Each line below needs to be restated word for word.
═══ AVAILABLE RECORDS
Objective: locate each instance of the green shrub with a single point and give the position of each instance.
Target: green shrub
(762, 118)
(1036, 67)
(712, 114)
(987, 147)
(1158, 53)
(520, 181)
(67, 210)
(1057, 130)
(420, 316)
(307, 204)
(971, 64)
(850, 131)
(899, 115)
══════
__EXERCISE OUTPUT__.
Objective: locate each instance of the green shrub with a single point and give the position of each instance.
Target: green shrub
(762, 118)
(1036, 67)
(712, 114)
(987, 147)
(1158, 53)
(520, 181)
(67, 210)
(1057, 130)
(420, 316)
(307, 204)
(971, 64)
(850, 131)
(899, 115)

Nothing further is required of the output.